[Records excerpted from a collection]
####################

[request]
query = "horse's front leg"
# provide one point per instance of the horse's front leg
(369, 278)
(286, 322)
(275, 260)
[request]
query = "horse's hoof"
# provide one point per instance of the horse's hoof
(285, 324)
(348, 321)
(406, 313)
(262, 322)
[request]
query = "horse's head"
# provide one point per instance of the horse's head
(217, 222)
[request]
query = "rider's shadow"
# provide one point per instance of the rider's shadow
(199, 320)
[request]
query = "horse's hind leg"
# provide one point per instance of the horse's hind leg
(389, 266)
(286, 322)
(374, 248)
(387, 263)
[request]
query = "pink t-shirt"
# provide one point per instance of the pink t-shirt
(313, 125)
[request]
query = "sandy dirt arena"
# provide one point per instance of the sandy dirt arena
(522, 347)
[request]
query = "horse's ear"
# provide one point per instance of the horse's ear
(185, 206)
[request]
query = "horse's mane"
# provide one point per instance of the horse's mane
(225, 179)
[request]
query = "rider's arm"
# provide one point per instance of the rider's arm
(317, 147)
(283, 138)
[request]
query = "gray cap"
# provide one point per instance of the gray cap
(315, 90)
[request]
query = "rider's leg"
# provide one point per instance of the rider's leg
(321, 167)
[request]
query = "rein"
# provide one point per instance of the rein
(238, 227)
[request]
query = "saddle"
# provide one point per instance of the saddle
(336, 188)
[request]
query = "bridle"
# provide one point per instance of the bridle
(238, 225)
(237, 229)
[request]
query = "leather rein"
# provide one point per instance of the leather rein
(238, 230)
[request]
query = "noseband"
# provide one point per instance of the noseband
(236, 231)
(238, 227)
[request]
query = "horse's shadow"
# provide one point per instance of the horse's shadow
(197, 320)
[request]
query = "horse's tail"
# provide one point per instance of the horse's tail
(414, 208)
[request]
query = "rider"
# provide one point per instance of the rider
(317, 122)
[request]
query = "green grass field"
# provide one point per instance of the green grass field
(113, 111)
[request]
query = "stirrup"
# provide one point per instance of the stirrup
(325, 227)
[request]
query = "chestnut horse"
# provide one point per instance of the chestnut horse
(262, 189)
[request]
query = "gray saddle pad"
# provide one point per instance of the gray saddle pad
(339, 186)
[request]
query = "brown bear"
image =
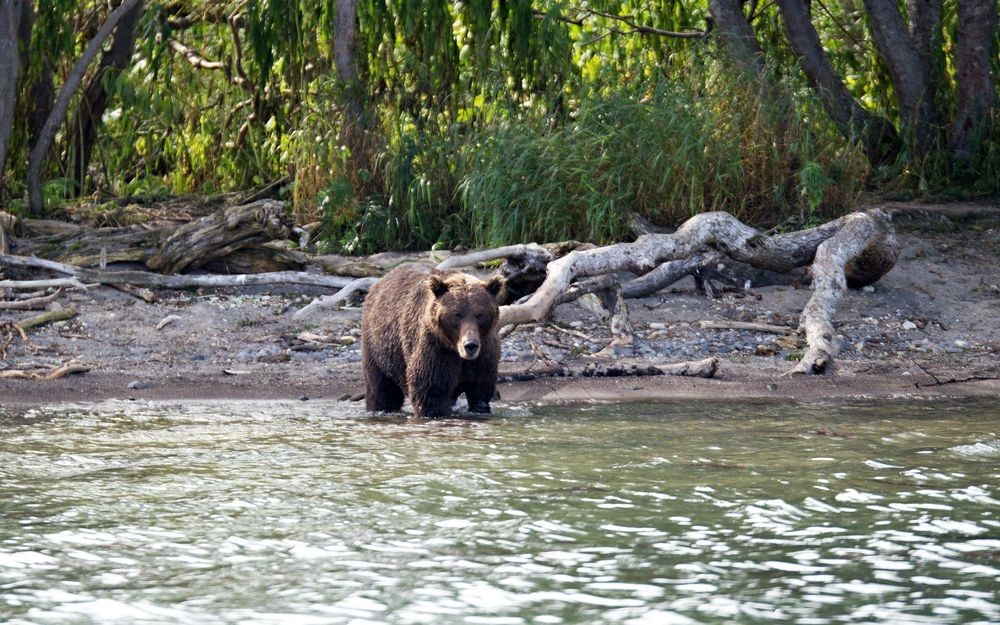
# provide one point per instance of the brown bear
(430, 335)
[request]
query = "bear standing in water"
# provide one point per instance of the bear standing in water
(430, 335)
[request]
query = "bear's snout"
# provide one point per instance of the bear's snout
(468, 340)
(470, 349)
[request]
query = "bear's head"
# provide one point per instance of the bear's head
(464, 310)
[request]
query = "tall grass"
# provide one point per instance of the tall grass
(665, 157)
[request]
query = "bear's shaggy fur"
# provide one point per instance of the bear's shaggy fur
(430, 335)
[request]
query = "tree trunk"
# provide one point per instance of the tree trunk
(10, 65)
(737, 37)
(873, 132)
(924, 18)
(95, 98)
(975, 89)
(355, 130)
(47, 135)
(918, 116)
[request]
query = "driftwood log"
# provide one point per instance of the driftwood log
(234, 234)
(856, 249)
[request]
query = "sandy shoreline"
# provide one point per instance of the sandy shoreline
(733, 381)
(934, 318)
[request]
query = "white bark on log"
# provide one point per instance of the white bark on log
(71, 283)
(863, 245)
(324, 303)
(184, 281)
(721, 231)
(862, 233)
(483, 256)
(33, 303)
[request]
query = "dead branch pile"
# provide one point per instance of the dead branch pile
(252, 240)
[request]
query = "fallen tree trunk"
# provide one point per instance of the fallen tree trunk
(863, 248)
(705, 368)
(236, 233)
(185, 281)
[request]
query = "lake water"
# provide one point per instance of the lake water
(656, 514)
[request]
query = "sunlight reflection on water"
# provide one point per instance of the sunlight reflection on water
(290, 512)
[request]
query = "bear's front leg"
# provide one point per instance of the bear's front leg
(381, 393)
(479, 381)
(430, 401)
(431, 378)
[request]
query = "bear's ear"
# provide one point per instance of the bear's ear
(437, 286)
(494, 285)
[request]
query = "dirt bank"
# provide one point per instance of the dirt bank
(933, 319)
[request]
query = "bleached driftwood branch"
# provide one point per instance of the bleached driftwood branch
(484, 256)
(329, 301)
(183, 281)
(864, 248)
(862, 245)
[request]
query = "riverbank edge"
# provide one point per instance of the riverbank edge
(734, 382)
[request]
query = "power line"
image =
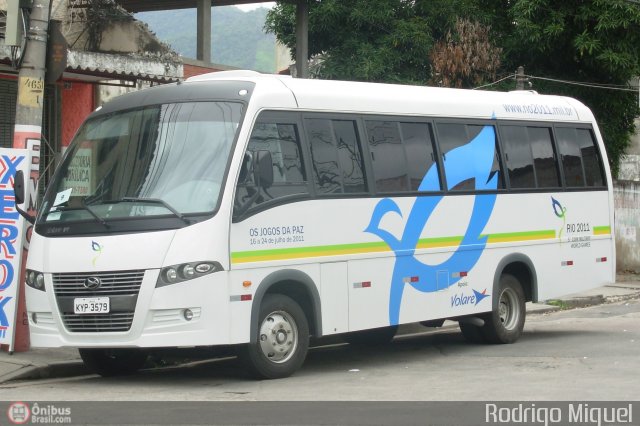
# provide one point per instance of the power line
(591, 85)
(495, 82)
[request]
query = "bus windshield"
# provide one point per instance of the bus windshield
(161, 160)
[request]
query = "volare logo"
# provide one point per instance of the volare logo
(97, 248)
(462, 299)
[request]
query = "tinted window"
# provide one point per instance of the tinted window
(289, 178)
(529, 156)
(336, 156)
(543, 158)
(517, 152)
(581, 143)
(418, 145)
(571, 153)
(326, 174)
(349, 156)
(461, 159)
(401, 153)
(388, 157)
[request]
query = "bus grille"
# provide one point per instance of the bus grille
(122, 288)
(116, 283)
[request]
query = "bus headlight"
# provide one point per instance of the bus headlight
(35, 279)
(186, 271)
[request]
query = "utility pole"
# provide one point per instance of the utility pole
(28, 129)
(302, 39)
(520, 78)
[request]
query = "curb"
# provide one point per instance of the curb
(58, 369)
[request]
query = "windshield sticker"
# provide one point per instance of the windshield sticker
(53, 216)
(62, 197)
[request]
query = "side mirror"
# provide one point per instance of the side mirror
(18, 192)
(263, 169)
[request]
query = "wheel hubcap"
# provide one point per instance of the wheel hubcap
(278, 337)
(509, 309)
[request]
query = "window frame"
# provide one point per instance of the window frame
(596, 144)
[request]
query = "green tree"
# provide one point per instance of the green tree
(371, 40)
(594, 41)
(465, 57)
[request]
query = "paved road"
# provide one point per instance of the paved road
(582, 354)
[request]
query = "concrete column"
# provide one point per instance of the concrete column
(204, 31)
(302, 39)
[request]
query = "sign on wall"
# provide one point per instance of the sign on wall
(12, 233)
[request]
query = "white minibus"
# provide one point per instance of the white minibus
(258, 211)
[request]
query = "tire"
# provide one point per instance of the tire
(506, 322)
(372, 337)
(113, 362)
(282, 339)
(472, 333)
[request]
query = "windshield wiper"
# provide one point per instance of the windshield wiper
(96, 217)
(156, 201)
(93, 214)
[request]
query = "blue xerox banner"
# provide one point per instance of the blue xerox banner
(12, 234)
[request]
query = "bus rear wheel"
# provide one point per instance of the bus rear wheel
(505, 323)
(113, 362)
(282, 341)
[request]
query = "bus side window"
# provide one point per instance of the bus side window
(289, 176)
(571, 156)
(336, 156)
(580, 157)
(454, 136)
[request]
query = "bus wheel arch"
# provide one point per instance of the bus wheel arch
(298, 286)
(521, 267)
(284, 314)
(514, 284)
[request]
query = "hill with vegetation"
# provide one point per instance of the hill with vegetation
(238, 38)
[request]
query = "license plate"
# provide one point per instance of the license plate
(91, 305)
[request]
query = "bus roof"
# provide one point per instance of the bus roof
(378, 98)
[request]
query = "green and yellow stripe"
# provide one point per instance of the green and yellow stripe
(379, 247)
(602, 230)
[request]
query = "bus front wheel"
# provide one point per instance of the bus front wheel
(282, 341)
(113, 362)
(505, 323)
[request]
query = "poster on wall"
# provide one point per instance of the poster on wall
(12, 234)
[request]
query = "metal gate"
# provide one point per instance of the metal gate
(51, 120)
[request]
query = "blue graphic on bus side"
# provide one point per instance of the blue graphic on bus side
(473, 160)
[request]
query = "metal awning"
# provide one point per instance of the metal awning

####################

* _Aim_
Every line of the material is to be quoted exactly, with no pictures carried over.

* _Task output_
[request]
query = "horse's front leg"
# provide one point per instance of the horse's front leg
(369, 278)
(286, 322)
(275, 260)
[request]
query = "horse's hoof"
# provide one point per instance of the horse's hoof
(285, 324)
(348, 321)
(406, 313)
(262, 322)
[request]
query = "horse's head"
# provide one point per instance of the horse's head
(217, 222)
[request]
query = "rider's shadow"
# provide one point per instance of the rider's shadow
(199, 320)
[request]
query = "horse's hind leg"
# provide one point per instance of the horse's hind leg
(389, 266)
(286, 322)
(374, 248)
(387, 263)
[request]
query = "pink t-shirt"
# provide one point per instance of the pink t-shirt
(313, 125)
[request]
query = "sandy dirt arena"
# provide one point per instance of the sandy dirt arena
(522, 347)
[request]
query = "horse's ear"
# provide one point per instance of the horse's ear
(185, 206)
[request]
query = "horse's mane"
# provide one point per instance of the horse's mane
(225, 179)
[request]
query = "rider's arm"
# provide one point per instance of the rider's arm
(317, 147)
(283, 138)
[request]
query = "gray cap"
# provide one point per instance of the gray cap
(315, 90)
[request]
query = "rider's leg"
# provide one point per instance of the rider's leg
(321, 167)
[request]
query = "rein"
# provide one point per instance of the rein
(238, 227)
[request]
query = "saddle"
# provide one point per instance of the saddle
(336, 188)
[request]
query = "bridle"
# provide one point per instance of the bridle
(238, 225)
(237, 229)
[request]
query = "leather rein"
# provide one point per instance of the leather rein
(238, 230)
[request]
query = "noseband"
# provide one point per instance of the noseband
(236, 231)
(238, 227)
[request]
query = "horse's shadow"
# provide one point per instance of the horse's shadow
(197, 320)
[request]
query = "horse's tail"
# provide one point per instance of the horse's tail
(414, 208)
[request]
query = "rider"
# provide one point per instance of the rider
(317, 122)
[request]
query = "green grass field"
# provide one point per instance of the green grass field
(113, 111)
[request]
query = "stirrup"
# provide one point per instance of the stirrup
(325, 227)
[request]
query = "chestnut horse"
# provide one point per instance of the chestnut horse
(262, 189)
[request]
query = "gray saddle pad"
# provide one point per instance of the gray saddle pad
(339, 186)
[request]
query = "brown bear"
image =
# provide one point per instance of the brown bear
(430, 335)
[request]
query = "bear standing in water"
# provide one point per instance of the bear standing in water
(430, 335)
[request]
query = "bear's snout"
# provide one point per instance of the bear's snout
(468, 340)
(470, 349)
[request]
query = "bear's head"
# provide one point per instance of the bear's head
(464, 310)
[request]
query = "tall grass"
# provide one point per instance of the tall grass
(665, 157)
[request]
query = "bear's shaggy fur"
# provide one point per instance of the bear's shaggy fur
(430, 335)
[request]
query = "tree trunk"
# provide one point per instance of the tree trunk
(10, 65)
(737, 37)
(873, 132)
(924, 18)
(95, 98)
(975, 89)
(355, 130)
(47, 135)
(918, 116)
[request]
query = "driftwood log"
# provide one point per instance of the driftwood log
(234, 234)
(856, 249)
[request]
query = "sandy shoreline"
# provide one point per instance of the sandy shoreline
(733, 381)
(934, 318)
[request]
query = "white bark on log"
# provide one point per instance of the white bark on log
(71, 283)
(863, 245)
(324, 303)
(184, 281)
(721, 231)
(862, 233)
(483, 256)
(33, 303)
[request]
query = "dead branch pile"
# provide one point per instance of the dead branch pile
(252, 240)
[request]
query = "fallen tree trunk"
# provide one point per instance of the fallen tree trunk
(863, 248)
(705, 368)
(236, 233)
(185, 281)
[request]
query = "lake water"
# provide one point per instance of the lake water
(656, 514)
[request]
query = "sunlight reflection on water"
# provide one point per instance of the sunlight reflection on water
(290, 512)
[request]
query = "bear's front leg"
# provide one point per instance of the bear's front leg
(381, 393)
(479, 381)
(430, 401)
(431, 378)
[request]
query = "bear's ear"
# provide one point per instance of the bear's ear
(437, 286)
(494, 285)
[request]
query = "dirt bank"
# provide one point per instance of the dirt bank
(933, 319)
[request]
query = "bleached driftwood branch"
# provide one point per instance of the bleached driftwood branch
(484, 256)
(329, 301)
(183, 281)
(864, 248)
(862, 245)
[request]
query = "riverbank edge"
# provide one point per instance of the riverbank edge
(734, 382)
[request]
query = "power line"
image =
# provide one point per instance of the power line
(591, 85)
(495, 82)
[request]
query = "bus windshield"
# provide one point per instance of the bus windshield
(161, 160)
[request]
query = "volare logo"
# provide one point per instance of the volare logo
(97, 248)
(462, 299)
[request]
query = "tinted window"
# provide one point per instance of the tinted window
(289, 178)
(529, 156)
(336, 156)
(543, 158)
(517, 152)
(581, 143)
(418, 145)
(571, 153)
(326, 174)
(349, 156)
(461, 159)
(401, 153)
(388, 157)
[request]
query = "bus grille"
# provide one point per instance of the bus grille
(122, 288)
(116, 283)
[request]
query = "bus headlight"
# provide one point per instance of the bus headlight
(35, 279)
(186, 271)
[request]
query = "utility pole"
# provide one point per instance of the utility pole
(28, 129)
(302, 39)
(520, 78)
[request]
query = "curb"
# provide one point per instance of the curb
(58, 369)
[request]
query = "windshield sticker"
# provide one point per instance of the windshield sticker
(53, 216)
(62, 197)
[request]
query = "side mirror"
# provide one point per instance of the side mirror
(18, 192)
(263, 169)
[request]
query = "wheel hubcap"
# provide one point per instance of the wheel hubcap
(278, 337)
(509, 309)
[request]
query = "window frame"
# provide one point per instance of the window frame
(596, 144)
[request]
query = "green tree"
# provide one point per instance of the green tree
(371, 40)
(594, 41)
(465, 57)
[request]
query = "paved road"
# provide one point per instance of the paved road
(582, 354)
[request]
query = "concrete column"
# provide one point per instance of the concrete column
(204, 31)
(302, 39)
[request]
query = "sign on wall"
# provide one point per instance of the sign on wall
(12, 233)
[request]
query = "white minibus"
# provide one point per instance of the white minibus
(258, 211)
[request]
query = "tire"
# provide one point per instance of the tire
(506, 322)
(372, 337)
(113, 362)
(282, 339)
(472, 333)
[request]
query = "windshield wiper"
# provide one point per instance of the windshield wiper
(96, 217)
(156, 201)
(93, 214)
[request]
query = "blue xerox banner"
# provide one point per instance of the blue xerox banner
(12, 234)
[request]
query = "bus rear wheel"
# provide one point per instance of the bus rear wheel
(505, 323)
(113, 362)
(282, 341)
[request]
query = "bus side window"
# provide one point per instance of the bus side window
(289, 176)
(571, 156)
(336, 156)
(580, 157)
(454, 136)
[request]
query = "bus wheel arch"
# provide one point per instance of the bus wheel arch
(298, 286)
(521, 267)
(284, 314)
(514, 284)
[request]
query = "hill with vegetation"
# provide one point per instance of the hill with vegetation
(238, 38)
[request]
query = "license plate"
# provide one point per instance of the license plate
(91, 305)
[request]
query = "bus roof"
# provide one point per instance of the bus roof
(378, 98)
[request]
query = "green and yellow stripe"
# provide one point per instance of the green and yellow stripe
(379, 247)
(602, 230)
[request]
query = "bus front wheel"
# provide one point per instance of the bus front wheel
(282, 341)
(113, 362)
(505, 323)
[request]
query = "poster on wall"
# provide one point per instance of the poster on wall
(12, 234)
[request]
query = "metal gate"
# provide one point per instance of the metal gate
(51, 120)
[request]
query = "blue graphic on bus side"
# provide one point per instance of the blue graphic on bus side
(473, 160)
[request]
query = "metal awning"
# provide one point per instance of the metal awning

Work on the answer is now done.